Question

How do you find equation of tangent line and normal line of curve y=6cosx at (π/3,3)?

Answer 1

Equation of tangent line is `(y-3)=-sqrt3/2(x-pi/3)`

and equation of normal line is `(y-3)=2/sqrt3(x-pi/3)`

Explanation:

As at `x=pi/3`, `y=6cos(pi/3)=6xx1/2=3`, this confirms that the point `(pi/3,3)` lies on curve `y=6cosx`.

Now we should first find the slope of the tangent, as given slope and point, we can get the equation of the tangent from point slope form of the equation. As normal is at a right angle to tangent, its slope will be `-1` divided by slope of tangent.

Slope of tangent at `(pi/3,3)` is given by value of `(dy)/(dx)` at `x=pi/3`.

As `(dy)/(dx)=-sinx`, the slope will be `-sin(pi/3)=-sqrt3/2`. Hence slope of tangent is `-sqrt3/2` and slope of normal is `2/sqrt3`.

Hence, equation of tangent line is `(y-3)=-sqrt3/2(x-pi/3)`

and equation of normal line is `(y-3)=2/sqrt3(x-pi/3)`
....
▶ [COMPLETE THE FOLLOWING]
a) Answer these questions about the text on tangent and normal lines, one line per answer, marked the same way:
(i) What value of y does the text obtain at x = π/3?
(ii) According to the text, how is the slope of the normal found from the slope of the tangent?
(iii) Given a slope and a point, from which form of the equation does the text say the tangent equation can be obtained?
b) State how many lines of the entries contain the string "wheel". Reply with the number alone.
The entries have no connection to the text on tangent and normal lines.

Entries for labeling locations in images
....
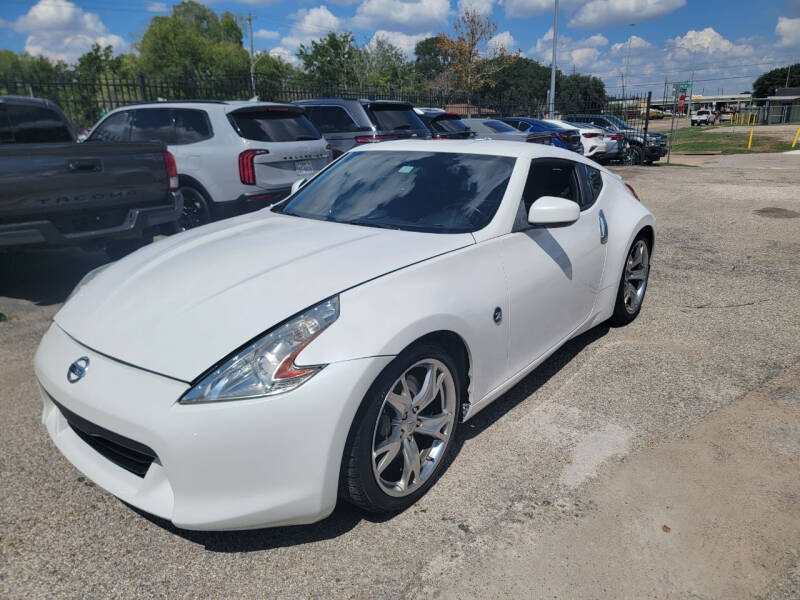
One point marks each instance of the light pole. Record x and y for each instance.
(553, 63)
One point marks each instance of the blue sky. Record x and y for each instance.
(725, 43)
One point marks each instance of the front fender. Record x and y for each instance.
(383, 316)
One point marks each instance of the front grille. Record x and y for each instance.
(123, 452)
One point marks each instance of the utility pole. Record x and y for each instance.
(553, 63)
(252, 55)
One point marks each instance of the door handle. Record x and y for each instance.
(603, 228)
(77, 164)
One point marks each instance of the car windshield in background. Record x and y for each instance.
(390, 117)
(273, 125)
(438, 192)
(449, 124)
(499, 126)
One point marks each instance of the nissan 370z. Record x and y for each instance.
(250, 372)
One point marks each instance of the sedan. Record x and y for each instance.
(253, 371)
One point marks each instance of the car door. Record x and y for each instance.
(554, 272)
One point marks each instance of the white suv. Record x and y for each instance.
(232, 157)
(703, 116)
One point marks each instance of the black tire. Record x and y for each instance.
(622, 314)
(196, 208)
(358, 483)
(116, 249)
(636, 155)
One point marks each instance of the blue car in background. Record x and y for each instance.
(562, 137)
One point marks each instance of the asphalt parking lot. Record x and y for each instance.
(660, 460)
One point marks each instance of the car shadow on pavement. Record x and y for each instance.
(345, 516)
(45, 277)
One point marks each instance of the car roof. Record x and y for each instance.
(476, 146)
(227, 105)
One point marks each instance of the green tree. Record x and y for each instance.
(432, 60)
(768, 82)
(384, 64)
(193, 43)
(332, 61)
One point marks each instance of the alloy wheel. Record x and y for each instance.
(637, 267)
(414, 427)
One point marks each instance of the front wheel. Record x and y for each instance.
(633, 284)
(404, 431)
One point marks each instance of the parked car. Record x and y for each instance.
(562, 137)
(703, 116)
(252, 372)
(232, 157)
(594, 140)
(54, 191)
(349, 123)
(640, 150)
(497, 130)
(443, 124)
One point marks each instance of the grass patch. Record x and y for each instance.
(701, 139)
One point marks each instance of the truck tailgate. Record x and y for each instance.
(59, 181)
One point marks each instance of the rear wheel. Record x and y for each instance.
(401, 438)
(196, 211)
(633, 285)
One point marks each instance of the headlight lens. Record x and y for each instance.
(266, 367)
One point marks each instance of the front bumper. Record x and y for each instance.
(218, 466)
(133, 225)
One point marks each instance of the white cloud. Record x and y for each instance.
(705, 42)
(284, 54)
(482, 7)
(789, 31)
(266, 34)
(612, 12)
(404, 41)
(636, 43)
(529, 8)
(63, 31)
(504, 40)
(408, 16)
(310, 24)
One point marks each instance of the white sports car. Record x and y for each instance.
(250, 372)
....
▶ [RESULTS FOR THE EXERCISE]
a)
(i) 3
(ii) It is -1 divided by the slope of the tangent.
(iii) The point slope form

b) 3